**DIRECTIVE**
Rewrite the lines from the one containing "the wooden house." through the one containing "203, 41, 267, 71", inclusive, changing "blind user" to "low-vision user" and leaving everything else as it is.

───── DATA SUPPLIED

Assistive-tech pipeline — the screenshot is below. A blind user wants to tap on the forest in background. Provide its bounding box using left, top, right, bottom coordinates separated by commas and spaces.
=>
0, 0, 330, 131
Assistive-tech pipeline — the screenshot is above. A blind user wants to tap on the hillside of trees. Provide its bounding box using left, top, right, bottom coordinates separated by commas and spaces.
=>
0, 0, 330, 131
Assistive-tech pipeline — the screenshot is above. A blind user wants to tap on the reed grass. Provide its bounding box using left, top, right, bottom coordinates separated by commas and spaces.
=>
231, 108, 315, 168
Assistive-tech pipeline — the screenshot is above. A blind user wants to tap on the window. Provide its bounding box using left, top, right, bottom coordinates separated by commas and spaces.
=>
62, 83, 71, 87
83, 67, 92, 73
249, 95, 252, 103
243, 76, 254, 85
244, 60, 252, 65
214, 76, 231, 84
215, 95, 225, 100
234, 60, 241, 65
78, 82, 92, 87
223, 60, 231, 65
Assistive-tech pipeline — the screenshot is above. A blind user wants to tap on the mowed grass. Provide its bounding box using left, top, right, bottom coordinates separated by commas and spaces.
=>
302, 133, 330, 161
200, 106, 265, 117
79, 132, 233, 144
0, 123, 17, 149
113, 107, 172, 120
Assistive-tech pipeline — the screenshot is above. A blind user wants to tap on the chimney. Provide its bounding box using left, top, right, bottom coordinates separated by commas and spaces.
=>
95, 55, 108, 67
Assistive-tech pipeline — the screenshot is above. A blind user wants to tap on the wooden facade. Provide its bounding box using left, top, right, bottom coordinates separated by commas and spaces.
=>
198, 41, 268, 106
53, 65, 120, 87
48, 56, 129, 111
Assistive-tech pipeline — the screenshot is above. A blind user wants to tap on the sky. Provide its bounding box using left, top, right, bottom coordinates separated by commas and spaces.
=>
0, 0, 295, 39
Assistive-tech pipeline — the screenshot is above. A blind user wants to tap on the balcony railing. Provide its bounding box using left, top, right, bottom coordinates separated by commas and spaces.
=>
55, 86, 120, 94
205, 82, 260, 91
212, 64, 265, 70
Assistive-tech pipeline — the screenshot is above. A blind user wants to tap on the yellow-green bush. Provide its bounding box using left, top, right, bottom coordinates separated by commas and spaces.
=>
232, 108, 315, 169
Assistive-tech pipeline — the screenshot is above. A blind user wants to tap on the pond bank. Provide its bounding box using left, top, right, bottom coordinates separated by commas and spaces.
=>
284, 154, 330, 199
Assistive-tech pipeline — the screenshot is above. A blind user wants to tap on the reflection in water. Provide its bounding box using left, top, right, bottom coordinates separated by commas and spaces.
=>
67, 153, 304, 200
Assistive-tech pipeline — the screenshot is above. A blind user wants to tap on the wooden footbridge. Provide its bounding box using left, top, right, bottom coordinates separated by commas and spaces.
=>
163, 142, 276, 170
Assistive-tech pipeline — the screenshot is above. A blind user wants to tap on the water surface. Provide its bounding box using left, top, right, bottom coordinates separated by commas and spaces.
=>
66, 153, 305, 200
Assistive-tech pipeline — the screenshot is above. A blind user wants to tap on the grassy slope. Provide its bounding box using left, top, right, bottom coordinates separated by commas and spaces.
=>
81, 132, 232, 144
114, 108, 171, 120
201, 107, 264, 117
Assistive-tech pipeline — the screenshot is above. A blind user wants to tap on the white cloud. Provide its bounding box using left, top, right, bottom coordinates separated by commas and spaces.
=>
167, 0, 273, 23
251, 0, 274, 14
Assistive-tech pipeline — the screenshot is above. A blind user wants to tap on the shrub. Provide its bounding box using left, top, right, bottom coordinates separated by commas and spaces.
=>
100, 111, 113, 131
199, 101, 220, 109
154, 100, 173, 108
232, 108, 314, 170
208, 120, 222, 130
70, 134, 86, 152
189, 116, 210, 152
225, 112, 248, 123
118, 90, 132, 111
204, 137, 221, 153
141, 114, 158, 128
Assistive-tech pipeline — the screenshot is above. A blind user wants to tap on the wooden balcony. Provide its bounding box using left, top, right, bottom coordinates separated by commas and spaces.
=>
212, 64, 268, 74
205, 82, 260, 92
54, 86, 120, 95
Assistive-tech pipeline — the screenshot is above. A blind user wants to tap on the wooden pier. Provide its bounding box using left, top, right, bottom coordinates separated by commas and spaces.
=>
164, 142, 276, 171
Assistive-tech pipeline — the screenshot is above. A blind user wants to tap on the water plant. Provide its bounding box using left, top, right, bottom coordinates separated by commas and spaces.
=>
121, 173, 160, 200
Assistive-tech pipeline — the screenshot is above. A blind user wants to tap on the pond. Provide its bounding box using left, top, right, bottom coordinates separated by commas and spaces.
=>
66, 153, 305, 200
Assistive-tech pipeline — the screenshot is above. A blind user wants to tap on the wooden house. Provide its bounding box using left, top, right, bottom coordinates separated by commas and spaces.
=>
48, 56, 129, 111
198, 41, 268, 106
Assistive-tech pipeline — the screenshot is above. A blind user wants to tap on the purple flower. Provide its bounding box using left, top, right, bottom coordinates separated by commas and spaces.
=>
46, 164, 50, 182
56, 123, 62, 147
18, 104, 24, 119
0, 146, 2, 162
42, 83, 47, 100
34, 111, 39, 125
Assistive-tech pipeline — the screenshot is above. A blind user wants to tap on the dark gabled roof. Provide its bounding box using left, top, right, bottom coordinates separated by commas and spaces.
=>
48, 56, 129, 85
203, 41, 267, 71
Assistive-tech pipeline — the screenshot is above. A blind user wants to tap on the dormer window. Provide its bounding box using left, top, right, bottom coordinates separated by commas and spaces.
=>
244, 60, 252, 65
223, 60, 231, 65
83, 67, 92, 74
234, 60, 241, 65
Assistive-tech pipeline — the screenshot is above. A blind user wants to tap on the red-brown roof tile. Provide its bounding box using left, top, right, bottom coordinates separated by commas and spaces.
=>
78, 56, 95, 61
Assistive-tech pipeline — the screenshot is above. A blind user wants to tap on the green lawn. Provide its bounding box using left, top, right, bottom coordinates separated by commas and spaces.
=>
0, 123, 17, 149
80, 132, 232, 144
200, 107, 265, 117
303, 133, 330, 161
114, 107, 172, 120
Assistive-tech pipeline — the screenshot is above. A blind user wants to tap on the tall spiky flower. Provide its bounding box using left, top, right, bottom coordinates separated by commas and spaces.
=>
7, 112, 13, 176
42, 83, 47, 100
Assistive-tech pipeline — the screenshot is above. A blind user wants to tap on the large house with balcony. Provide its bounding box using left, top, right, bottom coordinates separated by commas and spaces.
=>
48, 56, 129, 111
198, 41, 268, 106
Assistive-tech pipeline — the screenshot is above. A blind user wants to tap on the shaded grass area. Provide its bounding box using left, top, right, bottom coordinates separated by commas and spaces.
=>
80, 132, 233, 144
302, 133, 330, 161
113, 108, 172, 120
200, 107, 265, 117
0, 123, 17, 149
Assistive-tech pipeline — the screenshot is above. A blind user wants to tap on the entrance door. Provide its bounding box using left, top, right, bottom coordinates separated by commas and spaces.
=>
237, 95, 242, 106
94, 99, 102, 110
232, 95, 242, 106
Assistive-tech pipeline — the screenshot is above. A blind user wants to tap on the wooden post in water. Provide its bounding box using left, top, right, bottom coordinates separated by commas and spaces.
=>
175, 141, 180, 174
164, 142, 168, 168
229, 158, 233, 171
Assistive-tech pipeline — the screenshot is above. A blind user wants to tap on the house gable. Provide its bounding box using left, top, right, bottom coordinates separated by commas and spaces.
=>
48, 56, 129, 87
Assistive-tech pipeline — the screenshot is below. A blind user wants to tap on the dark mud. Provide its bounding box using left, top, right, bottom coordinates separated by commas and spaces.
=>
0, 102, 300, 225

──────────

**FULL RESPONSE**
Assistive-tech pipeline — the screenshot is above. A low-vision user wants to tap on the wooden house. Provide its bounding box using left, top, right, bottom coordinates separated by commas and spaces.
=>
48, 56, 129, 111
198, 41, 268, 106
Assistive-tech pipeline — the screenshot is above. A low-vision user wants to tap on the purple flower. Provide its bounding box using left, top, right, bottom coordinates separated by commas and spaces.
=>
46, 164, 50, 182
56, 123, 62, 147
18, 104, 24, 119
0, 146, 2, 162
42, 83, 47, 100
34, 111, 39, 125
Assistive-tech pipeline — the screenshot is above. A low-vision user wants to tap on the dark gabled roof. Provide its bounding box using left, top, right, bottom coordinates separated by commas and spaces.
=>
48, 56, 129, 85
203, 41, 267, 71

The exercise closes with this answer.